WORK INSTRUCTION: Print the full listing below exactly, keeping every character as it stands.
*** Block opens ***
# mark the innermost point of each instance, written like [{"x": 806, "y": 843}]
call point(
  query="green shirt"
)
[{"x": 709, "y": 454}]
*** Block closes ***
SOLUTION BELOW:
# mark the innermost point of each instance, written like [{"x": 806, "y": 843}]
call point(
  query="green shirt"
)
[{"x": 709, "y": 454}]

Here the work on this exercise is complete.